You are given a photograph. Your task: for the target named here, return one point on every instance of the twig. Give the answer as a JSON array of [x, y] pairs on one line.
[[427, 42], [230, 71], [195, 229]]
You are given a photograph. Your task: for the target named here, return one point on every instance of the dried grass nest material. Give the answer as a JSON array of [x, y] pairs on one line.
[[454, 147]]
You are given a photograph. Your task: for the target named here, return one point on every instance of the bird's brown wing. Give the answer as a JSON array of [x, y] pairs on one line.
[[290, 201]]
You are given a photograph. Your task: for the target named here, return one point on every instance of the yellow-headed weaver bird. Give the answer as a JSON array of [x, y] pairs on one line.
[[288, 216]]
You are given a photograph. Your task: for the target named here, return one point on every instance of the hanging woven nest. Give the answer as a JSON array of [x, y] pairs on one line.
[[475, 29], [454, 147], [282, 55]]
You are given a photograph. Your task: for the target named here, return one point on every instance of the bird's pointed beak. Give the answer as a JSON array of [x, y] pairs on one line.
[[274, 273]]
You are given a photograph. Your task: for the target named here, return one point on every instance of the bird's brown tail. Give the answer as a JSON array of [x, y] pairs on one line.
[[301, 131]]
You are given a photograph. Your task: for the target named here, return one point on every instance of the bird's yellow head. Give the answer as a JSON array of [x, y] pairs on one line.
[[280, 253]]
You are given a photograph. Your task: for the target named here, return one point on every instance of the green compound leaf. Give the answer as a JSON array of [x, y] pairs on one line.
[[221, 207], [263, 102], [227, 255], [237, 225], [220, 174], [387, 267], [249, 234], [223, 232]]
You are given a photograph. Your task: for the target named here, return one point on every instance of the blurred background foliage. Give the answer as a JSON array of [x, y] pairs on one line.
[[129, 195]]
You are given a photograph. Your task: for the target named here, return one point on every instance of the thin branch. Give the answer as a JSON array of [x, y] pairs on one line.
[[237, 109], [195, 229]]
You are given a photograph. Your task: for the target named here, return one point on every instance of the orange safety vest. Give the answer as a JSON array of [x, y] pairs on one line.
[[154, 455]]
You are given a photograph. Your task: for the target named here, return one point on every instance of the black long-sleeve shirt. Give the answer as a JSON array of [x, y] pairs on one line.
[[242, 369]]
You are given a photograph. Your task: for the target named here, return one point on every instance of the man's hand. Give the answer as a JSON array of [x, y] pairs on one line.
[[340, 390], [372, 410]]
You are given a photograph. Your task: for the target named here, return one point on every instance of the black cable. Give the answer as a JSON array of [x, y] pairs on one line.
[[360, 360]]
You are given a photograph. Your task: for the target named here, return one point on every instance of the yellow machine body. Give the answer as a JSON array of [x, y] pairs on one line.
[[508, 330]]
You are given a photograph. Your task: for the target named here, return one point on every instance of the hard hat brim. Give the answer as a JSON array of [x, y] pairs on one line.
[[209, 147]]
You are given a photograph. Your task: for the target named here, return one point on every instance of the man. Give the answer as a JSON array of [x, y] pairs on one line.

----

■ **STATED TASK**:
Please rewrite everything in the data from the line containing "of the dried" down to the line containing "[[454, 147]]", both lines included, and output only those lines. Multiply every coordinate in them by 1.1 and round each result to a whole number, with halves rounded up.

■ **CORRECT RESULT**:
You are given a photograph. Your task: for the target named here, return one point on every instance of the dried grass nest material. Give the answer as a JSON array of [x, y] pairs on one line.
[[499, 162]]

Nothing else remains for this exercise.